%%

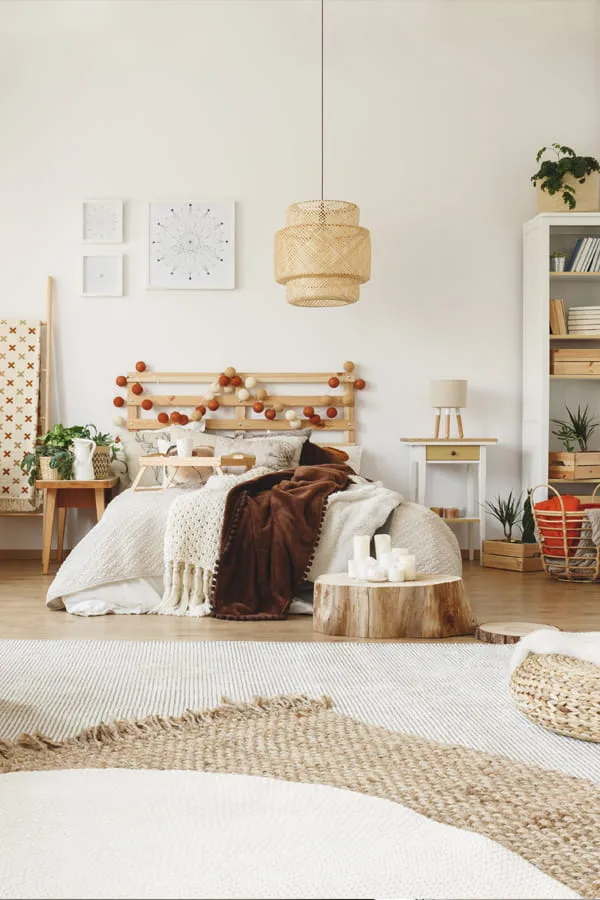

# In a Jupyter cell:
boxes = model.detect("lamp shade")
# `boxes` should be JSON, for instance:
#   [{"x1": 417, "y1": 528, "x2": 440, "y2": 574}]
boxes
[
  {"x1": 430, "y1": 379, "x2": 468, "y2": 408},
  {"x1": 274, "y1": 200, "x2": 371, "y2": 307}
]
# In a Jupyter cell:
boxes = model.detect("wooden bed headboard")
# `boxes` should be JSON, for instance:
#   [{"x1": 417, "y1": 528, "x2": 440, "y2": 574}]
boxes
[{"x1": 121, "y1": 362, "x2": 364, "y2": 446}]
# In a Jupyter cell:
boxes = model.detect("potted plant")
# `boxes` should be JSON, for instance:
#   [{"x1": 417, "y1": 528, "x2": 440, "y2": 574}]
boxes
[
  {"x1": 549, "y1": 404, "x2": 600, "y2": 480},
  {"x1": 86, "y1": 425, "x2": 122, "y2": 479},
  {"x1": 481, "y1": 491, "x2": 543, "y2": 572},
  {"x1": 532, "y1": 144, "x2": 600, "y2": 212},
  {"x1": 21, "y1": 424, "x2": 123, "y2": 484},
  {"x1": 550, "y1": 249, "x2": 567, "y2": 272}
]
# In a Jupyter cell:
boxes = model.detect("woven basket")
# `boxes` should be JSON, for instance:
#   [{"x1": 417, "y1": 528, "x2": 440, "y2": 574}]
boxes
[
  {"x1": 39, "y1": 457, "x2": 54, "y2": 480},
  {"x1": 92, "y1": 446, "x2": 111, "y2": 480},
  {"x1": 510, "y1": 653, "x2": 600, "y2": 742},
  {"x1": 531, "y1": 483, "x2": 600, "y2": 582}
]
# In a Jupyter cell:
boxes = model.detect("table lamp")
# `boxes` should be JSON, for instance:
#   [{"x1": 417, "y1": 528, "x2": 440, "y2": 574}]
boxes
[{"x1": 430, "y1": 379, "x2": 467, "y2": 439}]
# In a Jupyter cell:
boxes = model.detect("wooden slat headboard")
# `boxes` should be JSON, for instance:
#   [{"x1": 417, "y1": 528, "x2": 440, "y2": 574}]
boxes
[{"x1": 124, "y1": 364, "x2": 362, "y2": 446}]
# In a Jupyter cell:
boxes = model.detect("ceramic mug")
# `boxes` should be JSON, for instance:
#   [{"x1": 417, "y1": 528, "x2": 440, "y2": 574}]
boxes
[{"x1": 176, "y1": 437, "x2": 193, "y2": 457}]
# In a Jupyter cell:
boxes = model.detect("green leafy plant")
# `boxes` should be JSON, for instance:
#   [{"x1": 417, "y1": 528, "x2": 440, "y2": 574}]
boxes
[
  {"x1": 531, "y1": 144, "x2": 600, "y2": 210},
  {"x1": 20, "y1": 423, "x2": 122, "y2": 485},
  {"x1": 550, "y1": 250, "x2": 566, "y2": 258},
  {"x1": 521, "y1": 493, "x2": 537, "y2": 544},
  {"x1": 551, "y1": 404, "x2": 598, "y2": 452},
  {"x1": 483, "y1": 491, "x2": 523, "y2": 542}
]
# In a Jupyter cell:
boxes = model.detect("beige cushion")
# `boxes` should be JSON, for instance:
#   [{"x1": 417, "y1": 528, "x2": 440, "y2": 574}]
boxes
[
  {"x1": 214, "y1": 434, "x2": 305, "y2": 470},
  {"x1": 168, "y1": 446, "x2": 215, "y2": 486}
]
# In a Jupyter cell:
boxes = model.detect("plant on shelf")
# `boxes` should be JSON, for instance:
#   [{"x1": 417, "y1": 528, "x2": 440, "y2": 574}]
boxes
[
  {"x1": 531, "y1": 144, "x2": 600, "y2": 210},
  {"x1": 551, "y1": 404, "x2": 598, "y2": 452},
  {"x1": 21, "y1": 423, "x2": 123, "y2": 485},
  {"x1": 481, "y1": 490, "x2": 543, "y2": 572},
  {"x1": 550, "y1": 250, "x2": 566, "y2": 259}
]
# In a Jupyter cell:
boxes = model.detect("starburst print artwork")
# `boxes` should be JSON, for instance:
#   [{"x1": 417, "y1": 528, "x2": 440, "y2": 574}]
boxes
[{"x1": 148, "y1": 201, "x2": 235, "y2": 289}]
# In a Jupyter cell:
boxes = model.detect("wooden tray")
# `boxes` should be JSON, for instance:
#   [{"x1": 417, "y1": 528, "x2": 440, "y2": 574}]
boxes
[{"x1": 131, "y1": 453, "x2": 256, "y2": 491}]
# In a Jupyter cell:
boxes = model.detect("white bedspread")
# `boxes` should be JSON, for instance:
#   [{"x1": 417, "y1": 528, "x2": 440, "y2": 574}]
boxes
[{"x1": 47, "y1": 475, "x2": 461, "y2": 616}]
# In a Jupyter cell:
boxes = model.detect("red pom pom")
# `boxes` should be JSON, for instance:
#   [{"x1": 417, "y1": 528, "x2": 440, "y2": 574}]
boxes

%%

▶ Task objective:
With the pictures set aside, repeat every entry above exactly.

▶ Solved exercise:
# In a Jupyter cell:
boxes = model.detect("lamp shade")
# `boxes` should be JSON, for instance:
#   [{"x1": 417, "y1": 528, "x2": 440, "y2": 574}]
boxes
[
  {"x1": 430, "y1": 379, "x2": 468, "y2": 408},
  {"x1": 274, "y1": 200, "x2": 371, "y2": 307}
]
# In a Jupyter cell:
boxes = model.detect("wooden bed headboard")
# `boxes` should be JSON, for instance:
#   [{"x1": 417, "y1": 528, "x2": 440, "y2": 574}]
boxes
[{"x1": 121, "y1": 362, "x2": 364, "y2": 446}]
# In a Jupyter cell:
boxes = model.detect("potted plant")
# `boxes` should be JSON, for instance:
#   [{"x1": 417, "y1": 528, "x2": 440, "y2": 574}]
boxes
[
  {"x1": 549, "y1": 404, "x2": 600, "y2": 480},
  {"x1": 86, "y1": 425, "x2": 122, "y2": 479},
  {"x1": 481, "y1": 491, "x2": 543, "y2": 572},
  {"x1": 532, "y1": 144, "x2": 600, "y2": 212},
  {"x1": 21, "y1": 424, "x2": 123, "y2": 484},
  {"x1": 550, "y1": 249, "x2": 567, "y2": 272}
]
# In a Jupyter cell:
boxes = model.detect("woven basket")
# `boxes` should be JSON, for instance:
#   [{"x1": 417, "y1": 528, "x2": 440, "y2": 574}]
boxes
[
  {"x1": 39, "y1": 457, "x2": 54, "y2": 480},
  {"x1": 92, "y1": 446, "x2": 111, "y2": 480},
  {"x1": 510, "y1": 653, "x2": 600, "y2": 742},
  {"x1": 531, "y1": 483, "x2": 600, "y2": 582}
]
# In a Jupyter cell:
boxes = model.detect("table lamp")
# `boxes` should be JSON, for instance:
#   [{"x1": 417, "y1": 528, "x2": 440, "y2": 574}]
boxes
[{"x1": 430, "y1": 379, "x2": 467, "y2": 439}]
# In a Jupyter cell:
boxes = model.detect("wooden slat headboard")
# `boxes` should be JSON, for instance:
#   [{"x1": 417, "y1": 528, "x2": 440, "y2": 574}]
boxes
[{"x1": 124, "y1": 364, "x2": 362, "y2": 446}]
# In a Jupyter cell:
boxes = model.detect("ceramic mug")
# `boxes` should be JSON, for instance:
#   [{"x1": 417, "y1": 528, "x2": 440, "y2": 574}]
boxes
[{"x1": 176, "y1": 437, "x2": 193, "y2": 457}]
# In a Jupyter cell:
boxes = model.detect("green leafy plant")
# `boxes` should be JSON, for instance:
#   [{"x1": 417, "y1": 528, "x2": 440, "y2": 574}]
boxes
[
  {"x1": 531, "y1": 144, "x2": 600, "y2": 210},
  {"x1": 20, "y1": 423, "x2": 122, "y2": 485},
  {"x1": 550, "y1": 250, "x2": 566, "y2": 258},
  {"x1": 521, "y1": 493, "x2": 537, "y2": 544},
  {"x1": 551, "y1": 404, "x2": 598, "y2": 452},
  {"x1": 483, "y1": 491, "x2": 523, "y2": 542}
]
# In a Jupyter cell:
boxes = model.detect("beige cushion")
# `boxes` should be JSON, for instance:
#   [{"x1": 417, "y1": 528, "x2": 440, "y2": 574}]
boxes
[
  {"x1": 214, "y1": 434, "x2": 305, "y2": 470},
  {"x1": 168, "y1": 446, "x2": 215, "y2": 486}
]
# In a Jupyter cell:
boxes = model.detect("plant on shelf")
# `boxes` should be JSON, for instance:
#   [{"x1": 417, "y1": 528, "x2": 440, "y2": 574}]
boxes
[
  {"x1": 531, "y1": 144, "x2": 600, "y2": 210},
  {"x1": 551, "y1": 404, "x2": 598, "y2": 452},
  {"x1": 21, "y1": 423, "x2": 123, "y2": 485},
  {"x1": 481, "y1": 490, "x2": 543, "y2": 572},
  {"x1": 550, "y1": 250, "x2": 566, "y2": 259}
]
# In a Jupyter cell:
boxes = model.detect("starburst print artwork")
# `boxes` should be JSON, for instance:
#   [{"x1": 417, "y1": 528, "x2": 440, "y2": 574}]
boxes
[{"x1": 148, "y1": 201, "x2": 235, "y2": 289}]
# In a Jupyter cell:
boxes = model.detect("wooden tray")
# `boxes` should be JSON, for instance:
#   [{"x1": 417, "y1": 528, "x2": 440, "y2": 574}]
boxes
[{"x1": 131, "y1": 453, "x2": 256, "y2": 491}]
# In a Jupyter cell:
boxes = model.detect("white bedspread")
# `boxes` should be JSON, for instance:
#   [{"x1": 417, "y1": 528, "x2": 440, "y2": 574}]
boxes
[{"x1": 47, "y1": 475, "x2": 461, "y2": 616}]
# In a Jupyter cell:
boxes = model.detect("red pom pom")
# `boxes` should be JSON, for instance:
#   [{"x1": 417, "y1": 528, "x2": 440, "y2": 574}]
boxes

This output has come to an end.